[Start DATA ROWS]
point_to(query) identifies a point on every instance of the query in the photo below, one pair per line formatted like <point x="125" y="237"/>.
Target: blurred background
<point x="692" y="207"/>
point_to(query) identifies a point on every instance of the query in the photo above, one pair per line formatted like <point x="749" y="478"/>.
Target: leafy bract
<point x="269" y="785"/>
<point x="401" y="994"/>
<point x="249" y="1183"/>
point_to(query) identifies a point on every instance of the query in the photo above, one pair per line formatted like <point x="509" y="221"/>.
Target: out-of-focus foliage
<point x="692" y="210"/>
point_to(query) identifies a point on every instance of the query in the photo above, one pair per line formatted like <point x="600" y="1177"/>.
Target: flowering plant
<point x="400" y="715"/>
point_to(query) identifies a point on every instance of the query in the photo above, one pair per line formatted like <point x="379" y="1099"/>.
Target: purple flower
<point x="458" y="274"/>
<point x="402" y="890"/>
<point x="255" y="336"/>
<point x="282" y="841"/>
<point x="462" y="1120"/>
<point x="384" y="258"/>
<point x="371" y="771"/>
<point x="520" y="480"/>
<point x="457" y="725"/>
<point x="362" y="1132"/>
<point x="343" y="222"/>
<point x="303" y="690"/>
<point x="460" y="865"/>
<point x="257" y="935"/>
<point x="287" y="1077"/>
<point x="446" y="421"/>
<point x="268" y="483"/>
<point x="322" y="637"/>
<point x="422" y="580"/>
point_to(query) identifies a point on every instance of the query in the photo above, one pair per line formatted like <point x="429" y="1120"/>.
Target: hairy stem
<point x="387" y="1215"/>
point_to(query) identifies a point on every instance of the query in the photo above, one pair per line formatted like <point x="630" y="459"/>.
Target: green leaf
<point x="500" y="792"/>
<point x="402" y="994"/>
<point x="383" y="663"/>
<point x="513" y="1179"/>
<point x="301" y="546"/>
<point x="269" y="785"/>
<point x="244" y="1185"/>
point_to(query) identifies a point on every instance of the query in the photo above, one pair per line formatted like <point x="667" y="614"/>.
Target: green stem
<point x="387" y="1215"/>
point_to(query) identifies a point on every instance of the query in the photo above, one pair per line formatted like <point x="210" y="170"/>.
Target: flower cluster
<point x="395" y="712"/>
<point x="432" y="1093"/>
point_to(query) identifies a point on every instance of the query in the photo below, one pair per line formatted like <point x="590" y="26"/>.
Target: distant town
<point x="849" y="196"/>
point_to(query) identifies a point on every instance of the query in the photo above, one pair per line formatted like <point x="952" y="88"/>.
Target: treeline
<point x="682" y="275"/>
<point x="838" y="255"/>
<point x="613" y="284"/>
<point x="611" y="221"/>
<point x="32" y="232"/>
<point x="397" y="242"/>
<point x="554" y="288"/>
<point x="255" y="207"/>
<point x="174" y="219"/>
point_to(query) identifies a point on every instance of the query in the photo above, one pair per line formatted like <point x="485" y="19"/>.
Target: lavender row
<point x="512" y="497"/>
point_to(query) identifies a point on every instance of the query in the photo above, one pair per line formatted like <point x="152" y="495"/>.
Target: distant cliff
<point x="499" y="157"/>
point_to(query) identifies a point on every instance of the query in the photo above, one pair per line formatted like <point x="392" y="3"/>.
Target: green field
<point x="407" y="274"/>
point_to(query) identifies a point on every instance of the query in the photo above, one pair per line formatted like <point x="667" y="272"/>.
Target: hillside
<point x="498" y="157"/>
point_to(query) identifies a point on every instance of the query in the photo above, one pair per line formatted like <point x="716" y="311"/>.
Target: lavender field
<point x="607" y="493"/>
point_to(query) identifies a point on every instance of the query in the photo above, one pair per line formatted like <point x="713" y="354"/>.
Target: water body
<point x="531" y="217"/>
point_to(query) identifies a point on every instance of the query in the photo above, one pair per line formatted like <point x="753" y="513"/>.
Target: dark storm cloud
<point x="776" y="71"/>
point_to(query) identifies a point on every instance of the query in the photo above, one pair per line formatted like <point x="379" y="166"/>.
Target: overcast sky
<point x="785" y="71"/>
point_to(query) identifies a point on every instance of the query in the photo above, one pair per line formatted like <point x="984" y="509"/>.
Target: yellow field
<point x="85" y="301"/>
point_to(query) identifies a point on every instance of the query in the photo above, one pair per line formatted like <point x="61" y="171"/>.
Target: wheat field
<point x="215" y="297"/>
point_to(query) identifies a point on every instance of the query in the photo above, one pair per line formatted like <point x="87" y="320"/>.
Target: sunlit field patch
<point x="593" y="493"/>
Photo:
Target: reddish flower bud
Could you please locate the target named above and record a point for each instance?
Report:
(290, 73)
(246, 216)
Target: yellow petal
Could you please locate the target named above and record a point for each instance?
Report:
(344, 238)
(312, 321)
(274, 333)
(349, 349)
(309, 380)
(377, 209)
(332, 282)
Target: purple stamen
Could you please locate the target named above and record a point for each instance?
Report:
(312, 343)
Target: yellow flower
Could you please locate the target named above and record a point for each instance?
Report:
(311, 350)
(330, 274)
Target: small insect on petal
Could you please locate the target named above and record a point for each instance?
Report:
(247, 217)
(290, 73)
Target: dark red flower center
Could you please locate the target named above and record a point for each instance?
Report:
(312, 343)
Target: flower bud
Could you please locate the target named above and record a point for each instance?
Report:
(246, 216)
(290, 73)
[End DATA ROWS]
◆ **REQUIREMENTS**: Nothing should be changed: write out all of the data as is.

◆ **SOLUTION TO THIS TASK**:
point_to(query) identifies a point on every instance of the query in the photo below, one pair per line formatted like <point x="125" y="237"/>.
Target: blurred background
<point x="692" y="207"/>
point_to(query) identifies a point on every instance of the query in the photo above, one pair per line formatted like <point x="749" y="478"/>.
Target: leafy bract
<point x="269" y="785"/>
<point x="401" y="994"/>
<point x="249" y="1183"/>
point_to(query) identifies a point on every instance of the query in the photo above, one pair per line formatted like <point x="509" y="221"/>.
Target: out-of-focus foliage
<point x="692" y="210"/>
point_to(query) identifies a point on every instance of the query in the photo above, one pair per line formatted like <point x="600" y="1177"/>.
Target: flowering plant
<point x="400" y="715"/>
point_to(query) identifies a point on every instance of the query in the photo above, one pair per line formatted like <point x="379" y="1099"/>.
Target: purple flower
<point x="458" y="274"/>
<point x="402" y="890"/>
<point x="255" y="336"/>
<point x="282" y="841"/>
<point x="462" y="1120"/>
<point x="384" y="258"/>
<point x="371" y="771"/>
<point x="520" y="480"/>
<point x="457" y="725"/>
<point x="362" y="1132"/>
<point x="343" y="222"/>
<point x="303" y="690"/>
<point x="460" y="865"/>
<point x="257" y="935"/>
<point x="287" y="1077"/>
<point x="446" y="421"/>
<point x="268" y="483"/>
<point x="322" y="637"/>
<point x="422" y="580"/>
point_to(query) identifies a point on every instance of the query in the photo above, one pair per line formatted like <point x="429" y="1120"/>.
Target: hairy stem
<point x="387" y="1215"/>
point_to(query) identifies a point on every instance of the query in the photo above, one pair per line formatted like <point x="630" y="459"/>.
Target: green leaf
<point x="500" y="792"/>
<point x="402" y="994"/>
<point x="383" y="663"/>
<point x="513" y="1179"/>
<point x="301" y="546"/>
<point x="269" y="785"/>
<point x="244" y="1185"/>
point_to(query) identifies a point on every instance of the query in the photo above, one pair per line formatted like <point x="667" y="614"/>.
Target: green stem
<point x="387" y="1215"/>
point_to(query) identifies a point on every instance of the query in the photo above, one pair per line formatted like <point x="210" y="170"/>.
Target: flower cluster
<point x="395" y="712"/>
<point x="432" y="1093"/>
point_to(query) identifies a point on every instance of the query in the photo below, one pair per line formatted like <point x="590" y="26"/>.
Target: distant town
<point x="849" y="196"/>
point_to(query) identifies a point on every instance of the query in the photo above, one pair per line formatted like <point x="952" y="88"/>.
Target: treeline
<point x="682" y="275"/>
<point x="838" y="255"/>
<point x="613" y="284"/>
<point x="611" y="221"/>
<point x="32" y="232"/>
<point x="397" y="242"/>
<point x="554" y="288"/>
<point x="255" y="207"/>
<point x="174" y="219"/>
point_to(query) identifies a point on every instance of the query in the photo above, one pair per line formatted like <point x="485" y="19"/>.
Target: lavender row
<point x="512" y="497"/>
point_to(query) identifies a point on every instance of the query in the photo above, one pair per line formatted like <point x="152" y="495"/>.
Target: distant cliff
<point x="499" y="157"/>
point_to(query) identifies a point on every instance of the query in the photo above, one pair per line formatted like <point x="392" y="3"/>.
Target: green field
<point x="407" y="274"/>
point_to(query) identifies a point on every instance of the query in the photo above, one pair per line formatted like <point x="667" y="272"/>.
Target: hillside
<point x="498" y="157"/>
point_to(query) identifies a point on every instance of the query in the photo above, one pair per line formatted like <point x="716" y="311"/>.
Target: lavender field
<point x="607" y="493"/>
point_to(query) identifies a point on every instance of the query in the photo above, one pair per line formatted like <point x="713" y="354"/>.
Target: water body
<point x="531" y="217"/>
point_to(query) identifies a point on every instance of the query in the photo above, one pair per line formatted like <point x="753" y="513"/>.
Target: dark storm cloud
<point x="776" y="71"/>
point_to(query) identifies a point on every instance of the query in the photo above, one pair per line formatted like <point x="379" y="166"/>.
Target: overcast sky
<point x="785" y="71"/>
point_to(query) identifies a point on every instance of the query in the photo above, one pair per line formatted like <point x="984" y="509"/>.
Target: yellow field
<point x="85" y="301"/>
point_to(query) identifies a point on every instance of the query in the photo above, one pair per line formatted like <point x="61" y="171"/>.
Target: wheat field
<point x="215" y="297"/>
point_to(query) identifies a point on every instance of the query in the photo above, one pair per line formatted like <point x="87" y="320"/>.
Target: sunlit field patch
<point x="593" y="493"/>
Photo:
Target: reddish flower bud
Could you please locate the target named above and record a point for each instance?
Report:
(290, 73)
(246, 216)
Target: yellow petal
Could you please locate the target named above and record a point for each instance?
Report:
(344, 238)
(312, 321)
(274, 333)
(349, 349)
(309, 380)
(377, 209)
(332, 282)
Target: purple stamen
Could you please locate the target named above and record a point for each instance?
Report:
(312, 343)
Target: yellow flower
Could you please locate the target named above and record a point for each instance?
Report:
(311, 350)
(330, 274)
Target: small insect on petal
Could you please locate the target named above and record a point for each instance?
Report:
(247, 217)
(290, 73)
Target: dark red flower center
Could you please locate the target named above and record a point for each instance?
Report:
(312, 343)
Target: flower bud
Could you please locate the target named above and record a point for each instance?
Report:
(246, 216)
(290, 73)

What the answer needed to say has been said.